> **GOAL OF THE EXERCISE**: Output word for word the lines from the one with "Target: purple fabric" to the final line of the data, both ends included, but skip the pictures.

> **WORKING DATA**:
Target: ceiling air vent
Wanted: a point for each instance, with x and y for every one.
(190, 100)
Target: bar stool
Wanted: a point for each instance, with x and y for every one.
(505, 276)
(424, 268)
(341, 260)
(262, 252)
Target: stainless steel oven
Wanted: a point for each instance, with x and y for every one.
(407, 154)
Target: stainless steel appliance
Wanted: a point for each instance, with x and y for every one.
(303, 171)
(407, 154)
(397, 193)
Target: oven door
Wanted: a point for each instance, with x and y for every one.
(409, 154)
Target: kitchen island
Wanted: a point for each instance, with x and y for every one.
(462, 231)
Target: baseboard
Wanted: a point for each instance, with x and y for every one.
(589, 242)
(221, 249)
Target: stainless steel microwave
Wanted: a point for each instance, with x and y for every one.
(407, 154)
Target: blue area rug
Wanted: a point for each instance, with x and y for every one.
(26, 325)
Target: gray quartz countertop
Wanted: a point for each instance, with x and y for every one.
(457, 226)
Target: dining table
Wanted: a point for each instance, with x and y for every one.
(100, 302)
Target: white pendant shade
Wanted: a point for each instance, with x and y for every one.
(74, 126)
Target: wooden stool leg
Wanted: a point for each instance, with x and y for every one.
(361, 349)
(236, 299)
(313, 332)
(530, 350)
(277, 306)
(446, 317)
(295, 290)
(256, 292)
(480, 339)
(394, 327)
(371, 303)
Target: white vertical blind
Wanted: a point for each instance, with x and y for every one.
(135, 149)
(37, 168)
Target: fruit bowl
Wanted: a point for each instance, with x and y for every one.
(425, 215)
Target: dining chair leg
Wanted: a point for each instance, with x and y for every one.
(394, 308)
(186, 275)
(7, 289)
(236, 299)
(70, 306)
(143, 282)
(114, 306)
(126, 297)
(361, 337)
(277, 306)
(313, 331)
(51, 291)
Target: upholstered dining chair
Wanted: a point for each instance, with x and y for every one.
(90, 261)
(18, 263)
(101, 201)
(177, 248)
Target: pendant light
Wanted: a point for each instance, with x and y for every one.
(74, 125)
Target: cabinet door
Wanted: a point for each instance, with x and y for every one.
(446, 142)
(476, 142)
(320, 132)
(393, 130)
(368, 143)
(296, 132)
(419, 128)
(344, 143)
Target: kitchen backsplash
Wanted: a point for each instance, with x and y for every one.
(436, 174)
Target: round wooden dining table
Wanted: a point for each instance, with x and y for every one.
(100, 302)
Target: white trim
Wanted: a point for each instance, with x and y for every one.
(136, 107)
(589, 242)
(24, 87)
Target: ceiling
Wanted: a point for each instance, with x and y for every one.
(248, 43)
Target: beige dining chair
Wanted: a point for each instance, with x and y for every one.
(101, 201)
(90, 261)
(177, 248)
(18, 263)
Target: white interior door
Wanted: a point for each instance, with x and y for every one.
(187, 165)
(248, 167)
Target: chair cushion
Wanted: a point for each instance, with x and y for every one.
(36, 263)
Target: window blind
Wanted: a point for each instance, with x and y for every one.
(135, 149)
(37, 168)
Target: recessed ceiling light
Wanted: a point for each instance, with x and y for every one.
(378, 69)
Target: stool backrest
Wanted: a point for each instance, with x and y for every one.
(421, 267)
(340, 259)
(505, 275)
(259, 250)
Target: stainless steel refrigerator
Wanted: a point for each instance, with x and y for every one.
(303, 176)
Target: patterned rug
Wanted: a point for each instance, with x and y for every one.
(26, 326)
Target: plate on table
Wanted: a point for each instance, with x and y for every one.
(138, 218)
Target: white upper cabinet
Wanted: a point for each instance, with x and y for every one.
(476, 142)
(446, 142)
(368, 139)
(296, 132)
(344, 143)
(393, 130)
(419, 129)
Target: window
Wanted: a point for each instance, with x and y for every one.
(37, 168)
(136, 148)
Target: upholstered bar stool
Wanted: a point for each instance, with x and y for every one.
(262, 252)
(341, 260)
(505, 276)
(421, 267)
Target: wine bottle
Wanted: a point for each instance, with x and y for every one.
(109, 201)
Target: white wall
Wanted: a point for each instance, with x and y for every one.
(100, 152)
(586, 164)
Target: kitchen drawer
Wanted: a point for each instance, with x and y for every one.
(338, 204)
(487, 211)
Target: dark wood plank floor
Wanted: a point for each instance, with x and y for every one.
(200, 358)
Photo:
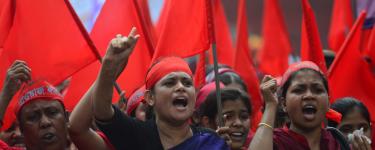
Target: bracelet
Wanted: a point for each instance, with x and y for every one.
(265, 124)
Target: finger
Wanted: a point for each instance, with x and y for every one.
(18, 62)
(366, 143)
(22, 77)
(133, 32)
(266, 78)
(118, 36)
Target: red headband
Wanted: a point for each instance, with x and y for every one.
(40, 90)
(135, 99)
(296, 67)
(164, 67)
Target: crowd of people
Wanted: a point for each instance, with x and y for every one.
(168, 112)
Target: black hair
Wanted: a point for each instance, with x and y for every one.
(347, 104)
(209, 106)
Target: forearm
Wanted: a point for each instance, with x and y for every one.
(102, 92)
(263, 138)
(81, 116)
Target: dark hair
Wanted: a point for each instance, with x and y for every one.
(209, 107)
(347, 104)
(284, 88)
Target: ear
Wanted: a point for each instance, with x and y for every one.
(149, 98)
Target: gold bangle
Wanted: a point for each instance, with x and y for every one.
(265, 124)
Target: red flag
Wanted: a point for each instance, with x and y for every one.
(49, 37)
(7, 8)
(185, 30)
(311, 47)
(225, 50)
(341, 22)
(370, 49)
(200, 71)
(243, 63)
(273, 58)
(116, 17)
(350, 74)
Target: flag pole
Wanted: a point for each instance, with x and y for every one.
(211, 29)
(90, 43)
(217, 83)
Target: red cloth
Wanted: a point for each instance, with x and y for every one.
(224, 47)
(7, 9)
(200, 71)
(341, 22)
(38, 90)
(204, 91)
(296, 67)
(116, 17)
(350, 74)
(334, 116)
(243, 63)
(311, 47)
(185, 30)
(48, 36)
(135, 99)
(164, 67)
(285, 139)
(273, 57)
(5, 146)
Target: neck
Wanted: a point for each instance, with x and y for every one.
(172, 135)
(312, 135)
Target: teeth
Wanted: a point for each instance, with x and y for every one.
(237, 134)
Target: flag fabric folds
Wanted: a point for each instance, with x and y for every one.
(273, 57)
(243, 63)
(311, 46)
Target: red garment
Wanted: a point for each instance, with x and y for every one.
(286, 139)
(39, 90)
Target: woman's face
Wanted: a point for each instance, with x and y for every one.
(237, 118)
(306, 100)
(174, 97)
(354, 120)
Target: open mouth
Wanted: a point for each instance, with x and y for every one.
(49, 137)
(237, 136)
(309, 111)
(180, 102)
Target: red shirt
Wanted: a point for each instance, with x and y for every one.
(285, 139)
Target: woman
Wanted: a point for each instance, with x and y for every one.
(169, 90)
(355, 116)
(236, 109)
(304, 96)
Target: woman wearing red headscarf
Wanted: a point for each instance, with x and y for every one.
(169, 91)
(304, 97)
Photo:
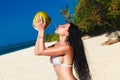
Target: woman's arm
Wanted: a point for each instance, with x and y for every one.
(40, 46)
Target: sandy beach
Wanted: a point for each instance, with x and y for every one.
(104, 62)
(24, 65)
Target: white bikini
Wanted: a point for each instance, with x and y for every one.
(56, 62)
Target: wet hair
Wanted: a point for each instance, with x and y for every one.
(79, 59)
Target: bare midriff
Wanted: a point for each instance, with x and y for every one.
(64, 73)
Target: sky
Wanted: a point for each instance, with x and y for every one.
(16, 18)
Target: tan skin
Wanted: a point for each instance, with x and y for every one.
(62, 49)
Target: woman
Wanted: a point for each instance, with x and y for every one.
(64, 54)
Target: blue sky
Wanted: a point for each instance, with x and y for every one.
(16, 18)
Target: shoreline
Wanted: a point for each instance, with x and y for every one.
(22, 64)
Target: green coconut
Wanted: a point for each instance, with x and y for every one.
(43, 16)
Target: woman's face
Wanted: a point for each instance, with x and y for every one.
(63, 30)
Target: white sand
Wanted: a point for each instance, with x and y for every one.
(24, 65)
(104, 63)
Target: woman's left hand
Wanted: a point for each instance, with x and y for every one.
(40, 25)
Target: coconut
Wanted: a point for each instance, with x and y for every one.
(43, 16)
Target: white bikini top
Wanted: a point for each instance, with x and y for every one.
(57, 62)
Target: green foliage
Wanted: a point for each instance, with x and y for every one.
(97, 16)
(51, 37)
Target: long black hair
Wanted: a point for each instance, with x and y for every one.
(79, 59)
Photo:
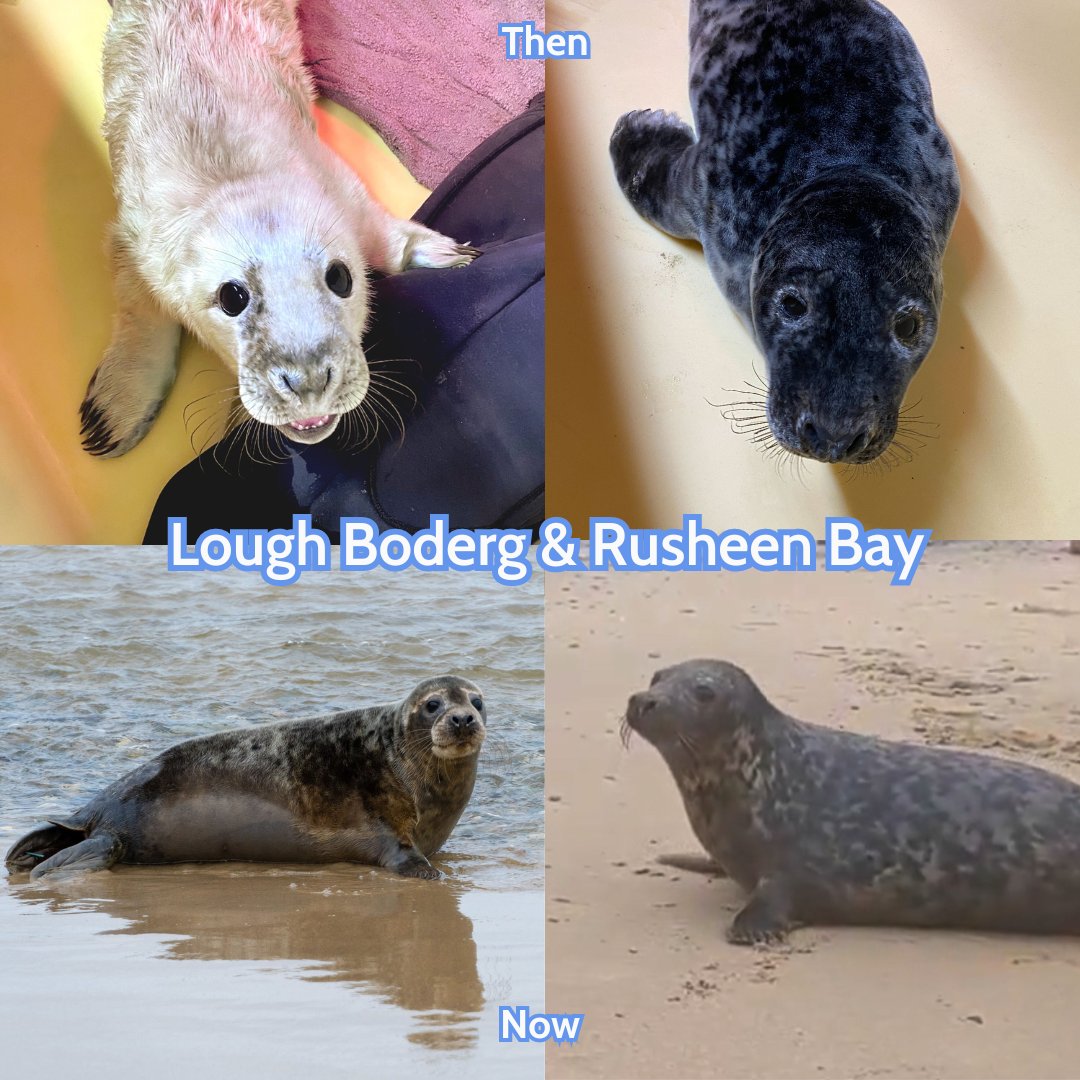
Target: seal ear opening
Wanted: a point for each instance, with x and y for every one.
(42, 844)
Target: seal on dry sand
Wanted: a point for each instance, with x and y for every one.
(823, 192)
(382, 785)
(832, 827)
(234, 221)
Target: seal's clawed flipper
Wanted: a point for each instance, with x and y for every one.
(409, 862)
(97, 853)
(649, 149)
(765, 919)
(131, 383)
(696, 864)
(42, 844)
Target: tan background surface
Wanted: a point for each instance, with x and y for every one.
(640, 340)
(56, 295)
(982, 650)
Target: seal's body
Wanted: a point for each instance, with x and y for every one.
(823, 193)
(825, 826)
(234, 221)
(382, 785)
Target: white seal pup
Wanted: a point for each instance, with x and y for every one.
(234, 223)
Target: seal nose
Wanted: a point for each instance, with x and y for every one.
(839, 445)
(301, 380)
(462, 724)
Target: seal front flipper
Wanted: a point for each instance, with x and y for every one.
(42, 844)
(650, 150)
(133, 379)
(97, 853)
(765, 919)
(409, 862)
(696, 864)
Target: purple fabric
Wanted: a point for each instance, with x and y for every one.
(430, 76)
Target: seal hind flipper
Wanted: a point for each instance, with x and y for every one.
(42, 844)
(96, 853)
(696, 864)
(649, 150)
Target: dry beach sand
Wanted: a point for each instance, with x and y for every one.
(982, 651)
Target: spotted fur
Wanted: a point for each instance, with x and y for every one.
(826, 826)
(383, 785)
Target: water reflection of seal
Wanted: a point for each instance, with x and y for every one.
(823, 193)
(414, 947)
(382, 785)
(825, 826)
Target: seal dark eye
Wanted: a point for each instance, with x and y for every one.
(906, 326)
(338, 279)
(232, 298)
(793, 306)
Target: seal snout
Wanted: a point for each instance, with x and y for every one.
(844, 442)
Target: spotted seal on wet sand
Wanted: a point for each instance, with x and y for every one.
(234, 221)
(826, 826)
(382, 785)
(823, 193)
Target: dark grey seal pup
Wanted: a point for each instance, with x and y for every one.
(823, 193)
(382, 785)
(825, 826)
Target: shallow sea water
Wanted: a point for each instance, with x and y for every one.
(105, 660)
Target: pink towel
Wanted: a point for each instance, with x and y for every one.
(430, 76)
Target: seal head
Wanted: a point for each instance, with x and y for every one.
(286, 308)
(846, 291)
(691, 711)
(446, 717)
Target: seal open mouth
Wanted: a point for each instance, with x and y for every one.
(312, 423)
(311, 429)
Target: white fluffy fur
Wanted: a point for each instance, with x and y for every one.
(219, 175)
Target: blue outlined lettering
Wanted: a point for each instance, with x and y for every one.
(279, 555)
(516, 1024)
(282, 555)
(849, 547)
(525, 42)
(613, 545)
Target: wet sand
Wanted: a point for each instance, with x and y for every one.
(304, 969)
(982, 651)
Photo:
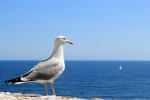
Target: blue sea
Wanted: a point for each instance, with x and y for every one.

> **REPLY TO THE TASK**:
Target: purple fabric
Wanted: a point for each instance, with x and y for every one.
(430, 76)
Target: seal hind flipper
Wanted: a point for each instance, with x and y for every one.
(42, 844)
(96, 853)
(696, 864)
(649, 150)
Target: dry beach sand
Wanted: a point for each instance, with x and y for every one.
(982, 651)
Target: spotted fur
Wanted: a point for each instance, with x and y for every one.
(826, 826)
(383, 785)
Target: water reflection of seal
Wanted: a point for each instance, with x and y for every one.
(823, 193)
(414, 947)
(382, 785)
(825, 826)
Target: seal dark eye
Wanted: a point for each instance, with x and y for every one.
(906, 326)
(338, 279)
(232, 298)
(793, 306)
Target: seal snout
Wanted: a point for each instance, with x and y for every one.
(844, 442)
Target: spotted seal on wet sand
Wanted: a point for each instance, with x and y for every one.
(234, 221)
(826, 826)
(382, 785)
(823, 193)
Target: dark grey seal pup
Wanted: a point for each instance, with x and y for every one.
(823, 193)
(382, 785)
(825, 826)
Target: shallow sea water
Wanted: a point for each instance, with x and y for every one.
(105, 660)
Target: pink towel
Wanted: a point for each instance, with x and y for every one.
(430, 76)
Target: seal head
Wanted: a point for each instance, with x and y for every one.
(286, 308)
(846, 291)
(691, 711)
(446, 717)
Target: seal open mouth
Wanted: a point for each instance, with x and y for every one.
(312, 423)
(311, 429)
Target: white fluffy fur
Wanted: a point for each instance, with x and y for every one.
(219, 175)
Target: blue outlined lettering
Wanted: a point for each instance, with x and y for every one.
(279, 555)
(516, 1024)
(282, 555)
(849, 547)
(525, 42)
(613, 545)
Target: wet sand
Wanted: a point for each instance, with x and y for every one.
(304, 969)
(982, 651)
Photo:
Target: blue sea
Wanted: a point for each instance, with x and y for every one.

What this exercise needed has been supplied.